The Mark of Athena
by Rick Riordan
The seven have finally all met and set off on their adventure. The first two books in this series build the necessary relationships for these important meetings. Finally Percy and Annabeth are reunited and their new friends and fellow demigods: Leo, Hazel, Jason, Piper, and Frank embark of a quest to find the Mark of Athena. Their adventure takes them to Rome where they must tackle some of their greatest fears.
The gods are thrown into a debilitating confusion by the earth god Gaia when their Roman and Greek identities begin to vie for dominance in their own minds. Very few gods (mainly only those dealing with Love, Revenge and Wine) are immune to the differences between the way the two cultures view them. This addition to the series is action-packed but also contains some great information about how the gods are personified in different cultures. There’s also one section that’s particularly funny when the group has a run in with Narcissus.
BOTTOM LINE: The books are formulaic but fun. I feel like we’ve gotten to know these characters and I’ve grown attached to them. I can’t wait to read the next book in the series.
The Samurai’s Garden
by Gail Tsukiyama
I struggled with this one. The main character, Stephen, is sent to a small Japanese town to recover from tuberculosis in 1937. He’s a young Chinese man and during his stay he finds himself getting to know the past through the family’s servant, Matsu, and dreading the future approaching war.
Stephen doesn’t make an interesting character. His dialogue and actions fall flat, but it’s the supporting cast that eventually hooked me. Matsu is an older man now, but in his youth leprosy swept through their small town. He lost his sister to the disease and has watched a sweet friend, Sachi, suffer from it for years. Matsu and Sachi were lovely characters and the book is well worth reading for their plots.

(Stored entries)

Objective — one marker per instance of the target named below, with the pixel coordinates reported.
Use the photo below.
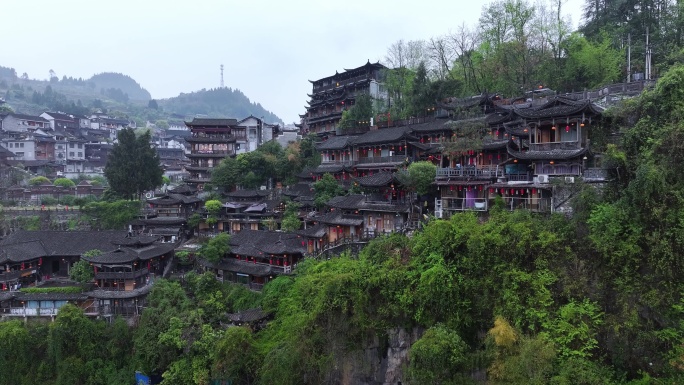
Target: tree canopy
(133, 165)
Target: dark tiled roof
(54, 296)
(550, 155)
(260, 243)
(328, 168)
(66, 243)
(243, 267)
(559, 106)
(385, 136)
(119, 294)
(299, 189)
(127, 254)
(336, 143)
(248, 194)
(138, 240)
(376, 180)
(212, 122)
(317, 231)
(5, 153)
(163, 221)
(23, 251)
(183, 189)
(60, 116)
(340, 219)
(433, 126)
(27, 117)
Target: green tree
(133, 165)
(111, 215)
(39, 180)
(359, 114)
(82, 272)
(419, 177)
(216, 248)
(438, 357)
(291, 220)
(326, 189)
(237, 357)
(64, 182)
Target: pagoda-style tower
(212, 140)
(333, 94)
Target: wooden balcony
(470, 172)
(382, 159)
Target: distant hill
(121, 96)
(217, 102)
(111, 81)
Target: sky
(269, 49)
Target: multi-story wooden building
(333, 94)
(212, 140)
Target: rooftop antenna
(222, 76)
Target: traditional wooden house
(378, 215)
(212, 140)
(337, 158)
(247, 210)
(256, 256)
(131, 264)
(386, 149)
(40, 258)
(174, 205)
(332, 95)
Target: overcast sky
(269, 48)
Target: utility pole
(648, 58)
(629, 57)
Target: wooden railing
(470, 172)
(382, 159)
(463, 204)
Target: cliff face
(381, 361)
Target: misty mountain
(109, 82)
(217, 102)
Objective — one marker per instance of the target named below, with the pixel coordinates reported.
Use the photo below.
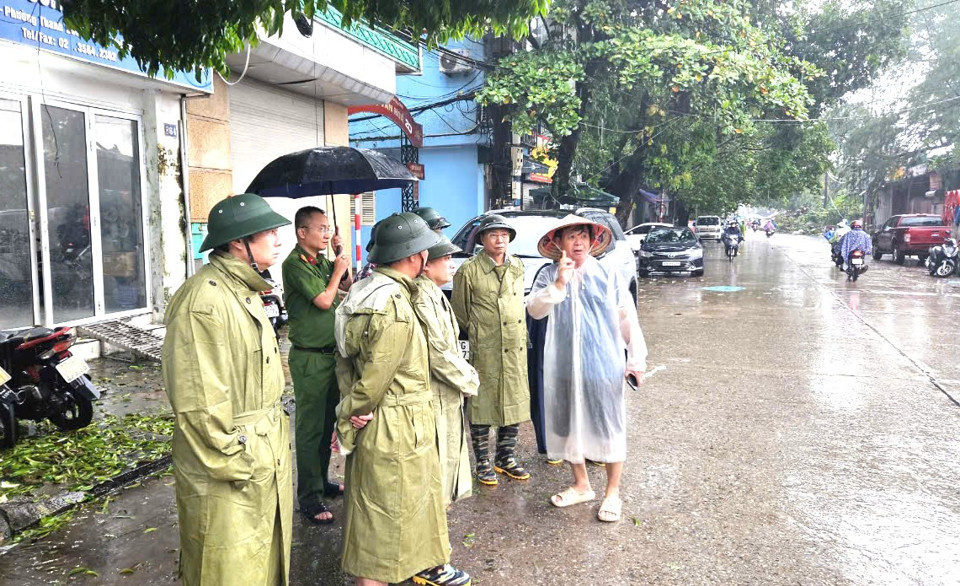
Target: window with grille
(368, 208)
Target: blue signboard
(39, 23)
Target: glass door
(18, 281)
(65, 208)
(121, 228)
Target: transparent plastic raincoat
(591, 322)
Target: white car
(637, 234)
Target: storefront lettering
(39, 23)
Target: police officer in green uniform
(310, 283)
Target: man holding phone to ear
(592, 321)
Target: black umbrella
(330, 170)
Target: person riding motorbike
(855, 239)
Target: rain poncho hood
(855, 240)
(395, 524)
(590, 324)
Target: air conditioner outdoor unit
(451, 64)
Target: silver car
(531, 225)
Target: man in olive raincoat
(488, 302)
(395, 523)
(451, 376)
(223, 376)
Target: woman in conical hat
(593, 320)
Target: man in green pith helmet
(395, 524)
(224, 379)
(311, 285)
(488, 302)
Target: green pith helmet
(400, 236)
(433, 218)
(495, 222)
(239, 216)
(442, 248)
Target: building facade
(107, 175)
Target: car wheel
(899, 256)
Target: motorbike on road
(835, 255)
(857, 266)
(731, 243)
(45, 381)
(943, 259)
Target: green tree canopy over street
(910, 116)
(714, 102)
(165, 36)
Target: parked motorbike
(8, 417)
(857, 266)
(273, 302)
(943, 259)
(731, 243)
(46, 380)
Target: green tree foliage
(677, 95)
(169, 36)
(908, 125)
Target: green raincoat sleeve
(202, 400)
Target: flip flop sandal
(610, 509)
(332, 489)
(311, 511)
(570, 497)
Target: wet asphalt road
(804, 431)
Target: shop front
(87, 147)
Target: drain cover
(125, 336)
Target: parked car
(909, 235)
(636, 235)
(709, 228)
(531, 225)
(671, 250)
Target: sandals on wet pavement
(445, 575)
(311, 511)
(571, 496)
(610, 509)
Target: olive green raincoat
(395, 523)
(231, 440)
(488, 303)
(451, 377)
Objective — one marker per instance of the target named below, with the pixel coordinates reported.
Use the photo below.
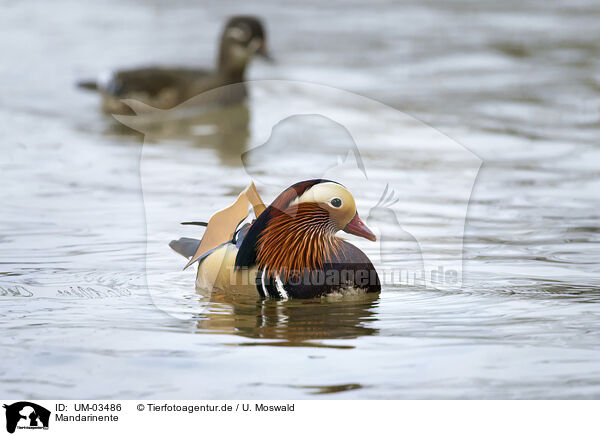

[Aim of the task] Can you pick up the book reviews after their last sentence and keep them going? The items aren't needed.

[Exercise answer]
BOTTOM LINE: Despite an incredibly slow start, the supporting cast makes the story an interesting read.
by Edward Abbey
This is a nonfiction memoir about Abbey’s time as a park ranger at Arches National Park in Utah. Abbey is a bit of a curmudgeon, ranting about the destruction tourists cause in the park. That’s the strange paradox of wilderness; the more people want to visit it the more likely it is to be tainted by their presence. The wild aspects of nature are destroyed as roads are built for the public to reach them.
It reminded me so much of Thoreau’s Walden. Both men live on their own, apart from society for the majority of each day. They write about their reflections of both the nature that surrounds them and the structure of the world in which they live. It’s hard not to sound a bit pious when you’re in that position, but some of his descriptions are beautiful.
BOTTOM LINE: A good travel memoir and reflection on society, but I have a feeling I would have enjoyed this one much more if I’d been traveling in the West or even planning a trip there. It’s hard to appreciate the incredible nature of the west when you’re just reading about it.